> [Task requirements] From the first line to the last, write out the records exactly, leaving out images.

************

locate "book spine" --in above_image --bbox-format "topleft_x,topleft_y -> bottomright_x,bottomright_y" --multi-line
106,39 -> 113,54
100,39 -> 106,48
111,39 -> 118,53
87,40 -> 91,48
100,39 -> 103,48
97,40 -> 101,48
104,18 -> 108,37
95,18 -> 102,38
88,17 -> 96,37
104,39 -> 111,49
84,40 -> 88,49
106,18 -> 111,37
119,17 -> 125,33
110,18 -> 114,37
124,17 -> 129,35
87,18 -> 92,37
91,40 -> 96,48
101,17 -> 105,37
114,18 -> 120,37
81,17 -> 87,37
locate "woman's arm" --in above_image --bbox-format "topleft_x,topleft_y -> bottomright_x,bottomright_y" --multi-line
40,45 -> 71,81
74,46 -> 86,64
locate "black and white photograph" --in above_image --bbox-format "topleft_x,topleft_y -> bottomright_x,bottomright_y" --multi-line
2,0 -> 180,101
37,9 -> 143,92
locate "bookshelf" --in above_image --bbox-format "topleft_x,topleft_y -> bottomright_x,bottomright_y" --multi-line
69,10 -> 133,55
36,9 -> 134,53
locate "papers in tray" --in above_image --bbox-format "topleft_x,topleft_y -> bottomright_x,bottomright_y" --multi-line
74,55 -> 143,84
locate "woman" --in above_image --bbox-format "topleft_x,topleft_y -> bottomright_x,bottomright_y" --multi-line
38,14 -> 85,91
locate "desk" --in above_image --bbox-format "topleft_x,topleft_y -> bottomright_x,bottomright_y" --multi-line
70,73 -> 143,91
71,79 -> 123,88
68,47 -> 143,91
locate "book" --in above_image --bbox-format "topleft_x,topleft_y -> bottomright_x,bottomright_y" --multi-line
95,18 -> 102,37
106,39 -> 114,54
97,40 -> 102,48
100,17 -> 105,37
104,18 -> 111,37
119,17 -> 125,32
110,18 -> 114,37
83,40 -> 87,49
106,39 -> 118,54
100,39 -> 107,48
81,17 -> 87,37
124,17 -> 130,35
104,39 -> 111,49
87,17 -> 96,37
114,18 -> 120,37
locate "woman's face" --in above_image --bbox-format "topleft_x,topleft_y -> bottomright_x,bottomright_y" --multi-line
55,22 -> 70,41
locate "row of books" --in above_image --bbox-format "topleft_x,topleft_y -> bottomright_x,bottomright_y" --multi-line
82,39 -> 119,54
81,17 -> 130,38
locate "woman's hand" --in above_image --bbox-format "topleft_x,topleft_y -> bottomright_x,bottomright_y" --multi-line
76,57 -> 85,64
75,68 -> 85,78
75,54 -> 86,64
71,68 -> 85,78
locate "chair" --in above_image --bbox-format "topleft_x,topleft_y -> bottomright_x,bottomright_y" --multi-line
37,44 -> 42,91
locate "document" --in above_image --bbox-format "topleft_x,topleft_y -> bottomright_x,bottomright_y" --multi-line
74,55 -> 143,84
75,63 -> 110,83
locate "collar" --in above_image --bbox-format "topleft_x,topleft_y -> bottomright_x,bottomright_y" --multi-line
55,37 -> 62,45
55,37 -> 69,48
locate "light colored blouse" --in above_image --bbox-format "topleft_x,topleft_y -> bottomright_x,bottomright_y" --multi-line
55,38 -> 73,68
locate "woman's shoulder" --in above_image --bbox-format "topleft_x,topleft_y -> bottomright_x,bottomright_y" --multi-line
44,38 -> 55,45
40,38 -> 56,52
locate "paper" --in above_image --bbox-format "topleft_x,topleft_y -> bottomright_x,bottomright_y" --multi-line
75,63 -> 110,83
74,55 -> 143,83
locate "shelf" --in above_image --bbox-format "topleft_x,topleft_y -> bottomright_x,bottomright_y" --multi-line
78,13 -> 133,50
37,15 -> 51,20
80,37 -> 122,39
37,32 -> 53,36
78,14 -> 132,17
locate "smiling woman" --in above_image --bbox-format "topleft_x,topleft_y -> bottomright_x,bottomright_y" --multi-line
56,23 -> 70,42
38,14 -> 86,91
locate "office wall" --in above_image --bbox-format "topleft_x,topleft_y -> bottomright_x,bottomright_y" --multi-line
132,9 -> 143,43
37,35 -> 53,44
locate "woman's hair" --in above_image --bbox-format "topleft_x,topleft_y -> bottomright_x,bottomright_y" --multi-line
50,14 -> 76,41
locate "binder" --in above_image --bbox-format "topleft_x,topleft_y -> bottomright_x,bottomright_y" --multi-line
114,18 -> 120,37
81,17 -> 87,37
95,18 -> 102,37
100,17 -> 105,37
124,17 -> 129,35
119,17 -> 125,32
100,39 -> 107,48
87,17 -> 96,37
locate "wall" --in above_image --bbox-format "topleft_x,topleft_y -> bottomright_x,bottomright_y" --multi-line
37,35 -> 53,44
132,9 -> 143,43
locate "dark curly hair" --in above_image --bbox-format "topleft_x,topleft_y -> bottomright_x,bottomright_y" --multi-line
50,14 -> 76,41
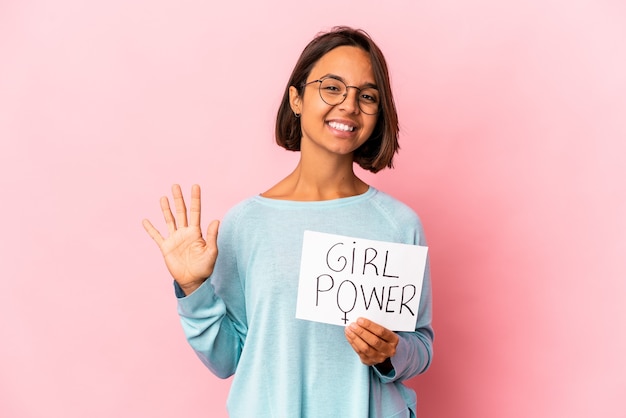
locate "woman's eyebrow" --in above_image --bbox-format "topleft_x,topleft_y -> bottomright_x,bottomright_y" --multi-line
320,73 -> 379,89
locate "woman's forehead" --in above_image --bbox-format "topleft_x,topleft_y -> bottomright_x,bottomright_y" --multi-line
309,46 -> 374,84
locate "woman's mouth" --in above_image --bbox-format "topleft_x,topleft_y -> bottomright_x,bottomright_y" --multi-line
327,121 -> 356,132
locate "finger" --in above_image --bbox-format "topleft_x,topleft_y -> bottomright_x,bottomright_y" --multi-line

************

> [Answer space]
locate "book spine" --in above_image --bbox-format "topleft_x,topleft_y -> bottomright_x,bottomright_y" --multi-line
106,39 -> 113,54
100,39 -> 106,48
111,39 -> 118,53
87,40 -> 91,48
100,39 -> 103,48
97,40 -> 101,48
104,18 -> 108,37
95,18 -> 102,38
88,17 -> 96,37
104,39 -> 111,49
84,40 -> 88,49
106,18 -> 111,37
119,17 -> 125,33
110,18 -> 114,37
124,17 -> 129,35
87,18 -> 92,37
91,40 -> 96,48
101,17 -> 105,37
114,18 -> 120,37
81,17 -> 87,37
locate "woman's arm" --in above_image --bbox-format "topleft_x,topleft_y -> bottomright_x,bottomright_y" --multi-line
40,45 -> 71,81
74,46 -> 86,64
locate "black and white photograph" --in above_image --bbox-format "topleft_x,topleft_y -> bottomright_x,bottomright_y" --multi-line
2,0 -> 180,101
37,9 -> 143,92
locate "bookshelf" --in above_image --bbox-format "topleft_x,topleft_y -> bottomright_x,bottomright_y" --multi-line
69,10 -> 133,55
36,9 -> 134,53
locate "papers in tray" --in above_image --bbox-format "topleft_x,topleft_y -> bottomright_x,bottomright_y" --multi-line
74,55 -> 143,84
locate "woman" --in above_image --bbox-format "topleft_x,topleft_y -> bottomright_x,bottomright_y" --multi-line
38,14 -> 85,91
locate "desk" --in above_image --bbox-format "topleft_x,topleft_y -> bottomright_x,bottomright_y" --multi-line
70,73 -> 143,91
71,79 -> 123,88
68,47 -> 143,91
locate "book" --in above_image --bbox-format "topleft_x,topleft_y -> bottomright_x,bottomright_y" --multi-line
95,18 -> 102,37
106,39 -> 114,54
97,40 -> 102,48
100,17 -> 105,37
104,18 -> 111,37
119,17 -> 125,32
110,18 -> 114,37
83,40 -> 87,49
106,39 -> 118,54
100,39 -> 107,48
81,17 -> 87,37
124,17 -> 130,35
104,39 -> 111,49
87,17 -> 96,37
114,18 -> 120,37
locate "woman's face" --in above_image --bbox-format "topleft_x,topleft_y -> bottomright_x,bottomright_y" --multi-line
55,22 -> 70,41
locate "row of books" --in above_image --bbox-format "topleft_x,topleft_y -> bottomright_x,bottomright_y" --multi-line
82,39 -> 119,54
81,17 -> 130,38
locate "woman's hand" --in above_image --bbox-format "topleft_x,topleft_y -> bottomright_x,bottomright_y" --multi-line
76,57 -> 85,64
75,68 -> 85,78
75,54 -> 86,64
71,68 -> 85,78
locate "chair" --in above_image --bbox-format "topleft_x,topleft_y -> bottomright_x,bottomright_y" --multi-line
37,44 -> 42,91
locate "document" --in above_image --bbox-format "topleft_x,topleft_y -> bottomright_x,bottomright_y" --multi-line
74,55 -> 143,84
75,63 -> 110,83
locate "collar" --in above_image --bbox-format "topleft_x,topleft_y -> bottomright_x,bottomright_y" --multi-line
55,37 -> 62,45
55,37 -> 69,48
locate "light colored blouse" --in above_image --bbox-format "topleft_x,topleft_y -> bottomright_x,bottomright_y" --multi-line
55,38 -> 73,68
locate "woman's shoulder" --in above_image --bbox-format "topleft_x,topleft_y -> bottomright_x,bottomright_y" --multi-line
44,38 -> 55,45
40,38 -> 56,52
locate "paper" --in above_image --bbox-format "topleft_x,topleft_y -> bottomright_x,bottomright_y" --multi-line
75,63 -> 110,83
74,55 -> 143,83
locate "shelf" --in above_image --bbox-format "topleft_x,topleft_y -> bottomright_x,bottomright_y" --multi-line
78,13 -> 133,50
37,15 -> 51,20
80,37 -> 122,39
37,32 -> 53,36
78,14 -> 132,17
locate "smiling woman" --in above_image --bbox-format "topleft_x,topleft_y -> bottomright_x,bottomright_y" --multi-line
56,23 -> 70,42
38,14 -> 86,91
locate "office wall" --in above_image --bbox-format "topleft_x,topleft_y -> bottomright_x,bottomright_y" --multi-line
132,9 -> 143,43
37,35 -> 53,44
locate "woman's hair" --in above_image --bbox-format "topleft_x,topleft_y -> bottomright_x,bottomright_y" --multi-line
50,14 -> 76,41
locate "binder" --in above_image --bbox-format "topleft_x,topleft_y -> bottomright_x,bottomright_y" --multi-line
114,18 -> 120,37
81,17 -> 87,37
95,18 -> 102,37
100,17 -> 105,37
124,17 -> 129,35
119,17 -> 125,32
100,39 -> 107,48
87,17 -> 96,37
locate "wall" --in above_image --bbox-format "topleft_x,topleft_y -> bottomright_x,bottomright_y" --multi-line
37,35 -> 53,44
132,9 -> 143,43
locate "dark curly hair" --in above_image --bbox-format "topleft_x,topleft_y -> bottomright_x,bottomright_y" --multi-line
50,14 -> 76,41
locate "woman's eyebrow" --in above_image --bbox-format "topleft_x,topleft_y -> bottomright_x,bottomright_y" --multi-line
320,73 -> 379,89
locate "woman's forehead" --in above_image --bbox-format "topleft_x,topleft_y -> bottomright_x,bottomright_y" --multi-line
309,46 -> 374,84
locate "woman's mouth" --in above_image --bbox-format "topleft_x,topleft_y -> bottomright_x,bottomright_y" --multi-line
327,121 -> 356,132
locate "finger" --in above_image --bbox-format "topleft_x,topleft_y -> bottomright_x,bottomright_y" --multi-line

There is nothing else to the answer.